• [Dataset entries]:
--- --- ---

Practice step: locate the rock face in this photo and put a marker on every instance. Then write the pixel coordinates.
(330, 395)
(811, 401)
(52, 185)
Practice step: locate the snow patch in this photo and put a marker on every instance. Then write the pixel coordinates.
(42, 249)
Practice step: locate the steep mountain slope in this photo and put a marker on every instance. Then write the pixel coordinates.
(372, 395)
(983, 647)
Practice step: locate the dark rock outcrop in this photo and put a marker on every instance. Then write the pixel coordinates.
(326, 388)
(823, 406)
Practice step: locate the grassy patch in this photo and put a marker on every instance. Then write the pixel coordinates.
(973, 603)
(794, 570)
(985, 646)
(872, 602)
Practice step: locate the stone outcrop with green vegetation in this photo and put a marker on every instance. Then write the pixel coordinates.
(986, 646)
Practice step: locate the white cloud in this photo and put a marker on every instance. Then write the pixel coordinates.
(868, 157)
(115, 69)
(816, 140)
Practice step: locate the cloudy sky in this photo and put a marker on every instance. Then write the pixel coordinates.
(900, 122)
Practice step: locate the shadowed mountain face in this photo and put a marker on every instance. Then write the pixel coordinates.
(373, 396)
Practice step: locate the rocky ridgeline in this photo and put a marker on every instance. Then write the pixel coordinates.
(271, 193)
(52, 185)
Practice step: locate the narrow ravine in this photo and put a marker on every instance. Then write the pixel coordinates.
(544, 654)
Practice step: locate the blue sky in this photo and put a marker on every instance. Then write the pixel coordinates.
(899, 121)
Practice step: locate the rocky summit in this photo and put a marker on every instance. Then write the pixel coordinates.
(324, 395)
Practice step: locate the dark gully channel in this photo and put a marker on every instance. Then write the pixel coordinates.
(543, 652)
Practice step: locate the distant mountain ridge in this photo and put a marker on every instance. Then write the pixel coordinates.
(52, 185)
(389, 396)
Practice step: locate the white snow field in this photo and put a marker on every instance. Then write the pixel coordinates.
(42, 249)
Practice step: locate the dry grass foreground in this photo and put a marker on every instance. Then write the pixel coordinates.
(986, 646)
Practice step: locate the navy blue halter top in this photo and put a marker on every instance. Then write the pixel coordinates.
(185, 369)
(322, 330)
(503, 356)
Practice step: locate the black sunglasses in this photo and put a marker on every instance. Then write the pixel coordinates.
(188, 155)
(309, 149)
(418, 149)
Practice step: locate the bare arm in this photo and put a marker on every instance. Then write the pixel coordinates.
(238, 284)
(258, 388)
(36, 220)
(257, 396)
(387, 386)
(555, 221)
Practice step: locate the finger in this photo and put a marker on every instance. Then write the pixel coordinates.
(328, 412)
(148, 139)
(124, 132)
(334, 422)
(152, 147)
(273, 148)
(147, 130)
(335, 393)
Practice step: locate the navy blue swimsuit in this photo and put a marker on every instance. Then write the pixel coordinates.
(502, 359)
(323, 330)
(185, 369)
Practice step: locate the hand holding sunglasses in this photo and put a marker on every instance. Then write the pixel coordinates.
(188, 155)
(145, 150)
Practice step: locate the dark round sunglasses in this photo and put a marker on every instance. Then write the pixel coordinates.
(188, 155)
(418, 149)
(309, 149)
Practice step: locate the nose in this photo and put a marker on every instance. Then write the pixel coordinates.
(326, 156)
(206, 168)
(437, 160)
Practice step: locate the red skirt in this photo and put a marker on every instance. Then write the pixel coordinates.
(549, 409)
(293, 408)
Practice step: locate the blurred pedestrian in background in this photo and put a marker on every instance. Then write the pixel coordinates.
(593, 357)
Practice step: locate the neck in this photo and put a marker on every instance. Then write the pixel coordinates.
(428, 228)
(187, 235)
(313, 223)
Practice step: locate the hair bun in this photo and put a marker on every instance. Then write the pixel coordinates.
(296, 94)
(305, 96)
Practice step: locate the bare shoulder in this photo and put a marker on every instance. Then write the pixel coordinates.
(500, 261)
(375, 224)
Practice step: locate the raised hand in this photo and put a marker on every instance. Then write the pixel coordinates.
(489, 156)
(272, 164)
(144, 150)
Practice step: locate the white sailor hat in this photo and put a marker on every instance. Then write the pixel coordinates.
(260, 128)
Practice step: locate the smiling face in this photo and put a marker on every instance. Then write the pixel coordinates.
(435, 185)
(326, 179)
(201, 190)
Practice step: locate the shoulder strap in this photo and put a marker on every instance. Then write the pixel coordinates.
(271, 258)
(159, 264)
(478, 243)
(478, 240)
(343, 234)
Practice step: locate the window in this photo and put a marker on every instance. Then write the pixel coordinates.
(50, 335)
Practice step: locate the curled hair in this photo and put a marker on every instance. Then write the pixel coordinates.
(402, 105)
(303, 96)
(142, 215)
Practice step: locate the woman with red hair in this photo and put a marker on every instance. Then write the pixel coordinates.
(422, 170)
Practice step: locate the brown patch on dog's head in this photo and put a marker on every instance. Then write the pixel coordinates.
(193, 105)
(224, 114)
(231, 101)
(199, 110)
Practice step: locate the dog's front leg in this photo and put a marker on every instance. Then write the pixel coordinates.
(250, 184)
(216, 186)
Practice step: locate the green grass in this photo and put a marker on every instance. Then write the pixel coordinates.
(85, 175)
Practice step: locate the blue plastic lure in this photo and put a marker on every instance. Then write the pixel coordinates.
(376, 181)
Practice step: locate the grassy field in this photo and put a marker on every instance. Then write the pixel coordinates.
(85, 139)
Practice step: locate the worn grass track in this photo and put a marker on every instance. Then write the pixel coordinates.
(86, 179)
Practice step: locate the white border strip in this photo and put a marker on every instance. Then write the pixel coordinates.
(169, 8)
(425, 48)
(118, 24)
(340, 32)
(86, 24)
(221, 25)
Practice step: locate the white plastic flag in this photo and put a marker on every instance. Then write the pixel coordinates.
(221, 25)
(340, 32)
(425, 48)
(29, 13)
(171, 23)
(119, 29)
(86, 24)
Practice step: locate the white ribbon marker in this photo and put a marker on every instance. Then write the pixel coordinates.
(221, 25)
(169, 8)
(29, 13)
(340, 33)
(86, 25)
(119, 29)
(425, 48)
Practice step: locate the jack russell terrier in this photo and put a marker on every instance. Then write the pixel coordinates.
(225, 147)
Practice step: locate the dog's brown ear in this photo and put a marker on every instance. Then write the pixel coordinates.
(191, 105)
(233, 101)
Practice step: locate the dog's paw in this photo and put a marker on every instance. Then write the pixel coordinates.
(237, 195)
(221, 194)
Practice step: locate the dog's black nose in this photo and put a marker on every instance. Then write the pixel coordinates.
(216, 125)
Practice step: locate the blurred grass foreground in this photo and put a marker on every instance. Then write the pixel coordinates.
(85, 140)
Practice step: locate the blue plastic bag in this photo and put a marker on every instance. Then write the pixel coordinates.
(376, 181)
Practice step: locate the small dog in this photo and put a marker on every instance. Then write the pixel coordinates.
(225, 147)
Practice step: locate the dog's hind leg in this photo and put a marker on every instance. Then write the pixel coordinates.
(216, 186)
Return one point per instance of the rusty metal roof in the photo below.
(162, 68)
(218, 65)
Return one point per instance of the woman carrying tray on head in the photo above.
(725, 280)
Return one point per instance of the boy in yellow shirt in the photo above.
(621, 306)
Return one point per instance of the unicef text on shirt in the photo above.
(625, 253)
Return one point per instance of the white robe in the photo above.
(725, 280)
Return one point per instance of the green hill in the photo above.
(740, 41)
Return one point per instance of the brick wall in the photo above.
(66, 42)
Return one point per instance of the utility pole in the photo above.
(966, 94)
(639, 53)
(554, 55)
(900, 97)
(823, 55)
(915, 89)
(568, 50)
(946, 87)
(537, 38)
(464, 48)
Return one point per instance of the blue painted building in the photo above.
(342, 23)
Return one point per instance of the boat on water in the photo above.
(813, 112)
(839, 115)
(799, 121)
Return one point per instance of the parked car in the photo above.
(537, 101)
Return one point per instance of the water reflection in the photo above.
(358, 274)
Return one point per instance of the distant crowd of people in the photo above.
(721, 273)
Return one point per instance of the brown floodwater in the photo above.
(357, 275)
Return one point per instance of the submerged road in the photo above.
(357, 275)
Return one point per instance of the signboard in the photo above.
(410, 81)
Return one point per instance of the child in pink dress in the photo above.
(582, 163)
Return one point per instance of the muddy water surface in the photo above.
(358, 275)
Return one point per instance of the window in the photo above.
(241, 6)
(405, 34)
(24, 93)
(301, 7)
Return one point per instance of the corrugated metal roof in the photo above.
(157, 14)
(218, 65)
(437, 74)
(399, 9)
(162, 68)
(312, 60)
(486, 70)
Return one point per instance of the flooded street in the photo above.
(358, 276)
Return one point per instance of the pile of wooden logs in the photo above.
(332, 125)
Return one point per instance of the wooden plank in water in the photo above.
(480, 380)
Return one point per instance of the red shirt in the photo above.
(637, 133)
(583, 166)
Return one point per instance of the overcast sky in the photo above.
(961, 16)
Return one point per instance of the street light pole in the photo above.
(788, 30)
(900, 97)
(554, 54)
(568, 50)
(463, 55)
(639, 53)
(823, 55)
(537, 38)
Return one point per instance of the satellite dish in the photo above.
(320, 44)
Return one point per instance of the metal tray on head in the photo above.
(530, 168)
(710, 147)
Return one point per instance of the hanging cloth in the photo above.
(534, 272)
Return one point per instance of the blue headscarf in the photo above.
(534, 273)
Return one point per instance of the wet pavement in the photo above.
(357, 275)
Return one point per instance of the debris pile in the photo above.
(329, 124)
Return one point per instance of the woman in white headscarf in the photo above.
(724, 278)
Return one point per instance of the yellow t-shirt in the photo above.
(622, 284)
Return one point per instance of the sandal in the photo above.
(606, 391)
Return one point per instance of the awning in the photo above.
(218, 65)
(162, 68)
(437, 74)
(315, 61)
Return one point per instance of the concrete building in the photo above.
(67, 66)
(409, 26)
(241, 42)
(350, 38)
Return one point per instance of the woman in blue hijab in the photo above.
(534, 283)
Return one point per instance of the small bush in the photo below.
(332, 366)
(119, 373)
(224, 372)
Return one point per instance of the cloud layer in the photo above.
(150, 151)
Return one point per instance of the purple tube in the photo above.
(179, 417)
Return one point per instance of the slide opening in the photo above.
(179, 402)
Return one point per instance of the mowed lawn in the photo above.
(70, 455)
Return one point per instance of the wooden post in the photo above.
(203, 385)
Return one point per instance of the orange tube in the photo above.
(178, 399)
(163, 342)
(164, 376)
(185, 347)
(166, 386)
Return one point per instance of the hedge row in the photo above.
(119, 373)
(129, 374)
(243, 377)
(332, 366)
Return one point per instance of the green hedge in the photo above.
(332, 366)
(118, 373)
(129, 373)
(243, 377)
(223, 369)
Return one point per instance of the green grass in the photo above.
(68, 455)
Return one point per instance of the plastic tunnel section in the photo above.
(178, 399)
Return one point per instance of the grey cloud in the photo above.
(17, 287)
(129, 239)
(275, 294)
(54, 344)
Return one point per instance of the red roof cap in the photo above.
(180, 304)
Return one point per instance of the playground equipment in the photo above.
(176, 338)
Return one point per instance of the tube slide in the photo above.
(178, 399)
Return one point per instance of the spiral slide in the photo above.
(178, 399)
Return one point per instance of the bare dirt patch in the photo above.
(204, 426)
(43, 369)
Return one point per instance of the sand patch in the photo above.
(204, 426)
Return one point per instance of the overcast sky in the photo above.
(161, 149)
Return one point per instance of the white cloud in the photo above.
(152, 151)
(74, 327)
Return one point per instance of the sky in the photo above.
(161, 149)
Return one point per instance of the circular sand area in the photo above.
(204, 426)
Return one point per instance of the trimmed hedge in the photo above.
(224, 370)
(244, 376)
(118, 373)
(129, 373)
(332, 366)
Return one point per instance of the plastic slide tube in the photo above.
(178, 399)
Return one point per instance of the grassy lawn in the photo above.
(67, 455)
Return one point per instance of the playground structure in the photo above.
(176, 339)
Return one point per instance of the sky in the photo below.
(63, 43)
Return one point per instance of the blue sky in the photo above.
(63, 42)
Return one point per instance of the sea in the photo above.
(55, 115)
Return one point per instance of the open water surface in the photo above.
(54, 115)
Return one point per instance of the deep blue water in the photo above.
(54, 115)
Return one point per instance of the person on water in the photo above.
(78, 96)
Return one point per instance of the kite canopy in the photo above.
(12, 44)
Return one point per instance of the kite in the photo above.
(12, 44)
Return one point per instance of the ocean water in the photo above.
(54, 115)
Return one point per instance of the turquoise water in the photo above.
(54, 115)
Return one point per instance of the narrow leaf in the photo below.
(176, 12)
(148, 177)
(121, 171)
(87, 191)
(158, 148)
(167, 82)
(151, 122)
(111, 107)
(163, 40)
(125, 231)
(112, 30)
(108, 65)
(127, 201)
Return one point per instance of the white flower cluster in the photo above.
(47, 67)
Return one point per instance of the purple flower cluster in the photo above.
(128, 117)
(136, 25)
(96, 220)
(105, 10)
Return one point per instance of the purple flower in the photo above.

--- --- ---

• [Exercise requirements]:
Give the lines from the one containing "Return one point per instance of the playground structure" through the end of the entries again, exactly as written and with no other lines.

• [Response area]:
Return one point per instance of the playground structure in the photo above.
(176, 339)
Return one point per instance of the sky in the photo below.
(63, 43)
Return one point per instance of the blue sky in the photo above.
(63, 42)
Return one point per instance of the sea in the photo above.
(55, 115)
Return one point per instance of the open water surface in the photo above.
(54, 115)
Return one point per instance of the deep blue water in the photo above.
(54, 115)
Return one point per instance of the person on water in the photo above.
(78, 96)
Return one point per instance of the kite canopy in the photo above.
(12, 44)
Return one point per instance of the kite in the photo above.
(12, 44)
Return one point per instance of the ocean water in the photo above.
(54, 115)
Return one point per instance of the turquoise water in the photo above.
(54, 115)
Return one point per instance of the narrow leaf in the photo below.
(176, 12)
(148, 177)
(121, 171)
(87, 191)
(158, 148)
(167, 82)
(151, 122)
(111, 107)
(163, 40)
(125, 231)
(112, 30)
(108, 65)
(127, 201)
Return one point per instance of the white flower cluster in the photo above.
(47, 67)
Return one point per instance of the purple flower cluster in the photo above.
(128, 117)
(136, 25)
(96, 220)
(105, 10)
Return one point per instance of the purple flower in the photo above.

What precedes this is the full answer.